[Stored data entries]
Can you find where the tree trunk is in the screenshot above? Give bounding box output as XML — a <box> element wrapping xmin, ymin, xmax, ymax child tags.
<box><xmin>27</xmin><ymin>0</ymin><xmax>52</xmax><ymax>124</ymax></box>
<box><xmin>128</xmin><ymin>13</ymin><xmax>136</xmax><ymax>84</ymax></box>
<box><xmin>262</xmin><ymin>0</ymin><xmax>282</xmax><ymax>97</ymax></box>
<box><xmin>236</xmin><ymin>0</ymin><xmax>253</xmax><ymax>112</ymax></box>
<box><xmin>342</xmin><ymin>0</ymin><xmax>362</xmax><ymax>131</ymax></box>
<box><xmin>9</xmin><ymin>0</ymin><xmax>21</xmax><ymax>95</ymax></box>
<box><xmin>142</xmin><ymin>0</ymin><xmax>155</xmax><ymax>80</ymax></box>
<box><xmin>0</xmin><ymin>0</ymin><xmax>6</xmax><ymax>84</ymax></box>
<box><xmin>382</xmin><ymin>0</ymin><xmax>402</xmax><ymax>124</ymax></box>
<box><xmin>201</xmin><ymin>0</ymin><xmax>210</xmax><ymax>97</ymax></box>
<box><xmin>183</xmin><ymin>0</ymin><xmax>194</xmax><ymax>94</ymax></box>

* YOUR GOAL: Reproduce every one of the rows above verbatim, with no changes.

* RESULT OF THE EXERCISE:
Can you find where the tree trunk is in the screenshot above? Give bounding box output as XML — a <box> element wrapping xmin, ymin, xmax, ymax child tags.
<box><xmin>27</xmin><ymin>0</ymin><xmax>52</xmax><ymax>124</ymax></box>
<box><xmin>128</xmin><ymin>13</ymin><xmax>136</xmax><ymax>84</ymax></box>
<box><xmin>262</xmin><ymin>0</ymin><xmax>282</xmax><ymax>97</ymax></box>
<box><xmin>236</xmin><ymin>0</ymin><xmax>253</xmax><ymax>112</ymax></box>
<box><xmin>342</xmin><ymin>0</ymin><xmax>362</xmax><ymax>131</ymax></box>
<box><xmin>9</xmin><ymin>0</ymin><xmax>21</xmax><ymax>95</ymax></box>
<box><xmin>142</xmin><ymin>0</ymin><xmax>155</xmax><ymax>80</ymax></box>
<box><xmin>0</xmin><ymin>0</ymin><xmax>6</xmax><ymax>84</ymax></box>
<box><xmin>382</xmin><ymin>0</ymin><xmax>402</xmax><ymax>124</ymax></box>
<box><xmin>201</xmin><ymin>0</ymin><xmax>210</xmax><ymax>97</ymax></box>
<box><xmin>183</xmin><ymin>0</ymin><xmax>194</xmax><ymax>94</ymax></box>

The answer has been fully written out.